RECORDS FOR THE EXERCISE:

★ ★ ★ ★ ★

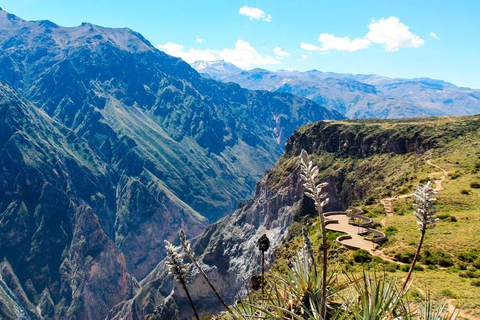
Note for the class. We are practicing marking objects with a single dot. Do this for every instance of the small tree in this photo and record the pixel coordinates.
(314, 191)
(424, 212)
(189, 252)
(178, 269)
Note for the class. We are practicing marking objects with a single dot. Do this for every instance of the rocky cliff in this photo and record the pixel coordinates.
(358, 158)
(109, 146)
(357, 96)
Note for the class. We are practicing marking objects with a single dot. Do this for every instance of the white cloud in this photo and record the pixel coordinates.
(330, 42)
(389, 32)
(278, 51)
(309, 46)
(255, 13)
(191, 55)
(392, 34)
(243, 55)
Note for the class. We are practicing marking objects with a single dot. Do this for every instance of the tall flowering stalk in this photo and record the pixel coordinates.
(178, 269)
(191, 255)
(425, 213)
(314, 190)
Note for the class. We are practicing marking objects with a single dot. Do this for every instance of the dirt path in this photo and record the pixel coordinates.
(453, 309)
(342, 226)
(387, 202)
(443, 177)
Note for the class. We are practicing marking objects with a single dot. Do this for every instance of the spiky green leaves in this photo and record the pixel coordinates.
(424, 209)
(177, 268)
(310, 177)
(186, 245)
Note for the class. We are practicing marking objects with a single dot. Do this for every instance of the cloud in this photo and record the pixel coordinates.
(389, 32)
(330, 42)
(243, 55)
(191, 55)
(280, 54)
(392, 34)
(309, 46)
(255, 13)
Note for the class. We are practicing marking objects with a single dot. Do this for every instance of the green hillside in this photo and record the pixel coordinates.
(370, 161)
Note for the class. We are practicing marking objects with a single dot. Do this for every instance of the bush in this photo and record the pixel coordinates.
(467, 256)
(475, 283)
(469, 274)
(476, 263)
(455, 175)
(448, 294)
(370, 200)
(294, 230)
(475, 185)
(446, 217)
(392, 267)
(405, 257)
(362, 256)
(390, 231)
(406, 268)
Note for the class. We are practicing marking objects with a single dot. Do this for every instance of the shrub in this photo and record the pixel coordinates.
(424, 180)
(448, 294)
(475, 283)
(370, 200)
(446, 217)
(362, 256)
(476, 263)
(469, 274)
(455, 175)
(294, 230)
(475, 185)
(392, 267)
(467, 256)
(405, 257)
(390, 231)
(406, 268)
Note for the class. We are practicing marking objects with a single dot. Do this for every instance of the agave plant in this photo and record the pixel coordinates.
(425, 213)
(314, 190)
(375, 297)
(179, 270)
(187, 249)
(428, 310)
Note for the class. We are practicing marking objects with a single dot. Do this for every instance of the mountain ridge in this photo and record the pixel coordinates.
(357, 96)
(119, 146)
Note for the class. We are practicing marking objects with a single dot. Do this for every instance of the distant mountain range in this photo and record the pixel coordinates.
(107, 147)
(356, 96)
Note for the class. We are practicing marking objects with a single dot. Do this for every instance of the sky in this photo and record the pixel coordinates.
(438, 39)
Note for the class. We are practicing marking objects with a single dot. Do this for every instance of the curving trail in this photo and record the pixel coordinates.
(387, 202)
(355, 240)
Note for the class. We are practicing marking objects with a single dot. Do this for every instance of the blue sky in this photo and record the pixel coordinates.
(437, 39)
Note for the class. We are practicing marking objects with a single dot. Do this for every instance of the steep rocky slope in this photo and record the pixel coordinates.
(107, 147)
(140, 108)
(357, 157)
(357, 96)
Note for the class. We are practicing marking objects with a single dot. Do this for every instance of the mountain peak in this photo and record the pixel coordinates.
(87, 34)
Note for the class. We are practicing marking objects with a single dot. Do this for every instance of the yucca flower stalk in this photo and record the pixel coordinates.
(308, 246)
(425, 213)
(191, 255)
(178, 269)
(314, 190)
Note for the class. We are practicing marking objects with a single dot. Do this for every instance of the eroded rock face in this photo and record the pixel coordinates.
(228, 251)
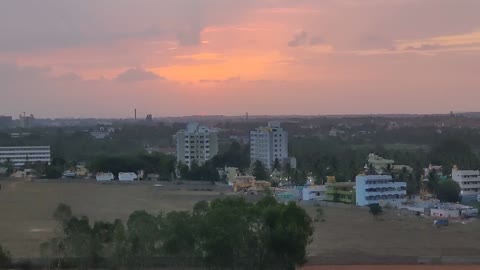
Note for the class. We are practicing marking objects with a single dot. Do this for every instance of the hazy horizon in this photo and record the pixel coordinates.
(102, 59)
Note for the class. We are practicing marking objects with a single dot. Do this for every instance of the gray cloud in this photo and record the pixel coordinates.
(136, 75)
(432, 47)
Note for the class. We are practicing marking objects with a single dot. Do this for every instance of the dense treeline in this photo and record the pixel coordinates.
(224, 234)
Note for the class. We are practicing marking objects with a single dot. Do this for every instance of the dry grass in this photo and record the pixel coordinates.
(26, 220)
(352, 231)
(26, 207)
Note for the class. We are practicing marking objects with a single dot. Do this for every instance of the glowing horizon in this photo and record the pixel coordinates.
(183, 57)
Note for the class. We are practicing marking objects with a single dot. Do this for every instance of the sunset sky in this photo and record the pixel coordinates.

★ ★ ★ ★ ★

TASK DESCRIPTION: Pictures do not go in the copy. Write out exactly the lines from the line containing "of the eroded" through the last line of the listing.

CORRECT RESULT:
Note for the class. We are practicing marking objects with a single dot. Do this for every instance of the eroded rock face in this photo and record the pixel coordinates.
(228, 251)
Note for the class. We are practicing marking objects with a single dot. Do this for every instance of the hazy horizon in this photo and record the pixel coordinates.
(102, 59)
Note for the class. We are practicing marking objects with a single dot. Do this for every instance of the gray cloud in this photo and record the pixel coordinates.
(136, 75)
(432, 47)
Note for the class. We are practicing marking objects with a single dot. Do this for every instance of the dense treeline in this photo and record the pixel coordinates.
(224, 234)
Note for the class. We are practicing marking objects with a single dot. Do this for every instance of the dry grass in this photo and record the pixel coordinates.
(26, 220)
(352, 231)
(26, 207)
Note for the class. We are practicing marking objects with a single dot. Do this for every instance of the glowing horizon in this photo and record the pixel coordinates.
(183, 57)
Note for the class. We are practicing marking objects with a single dot. Do this for every instance of the sunset sky in this photo and record the pixel coordinates.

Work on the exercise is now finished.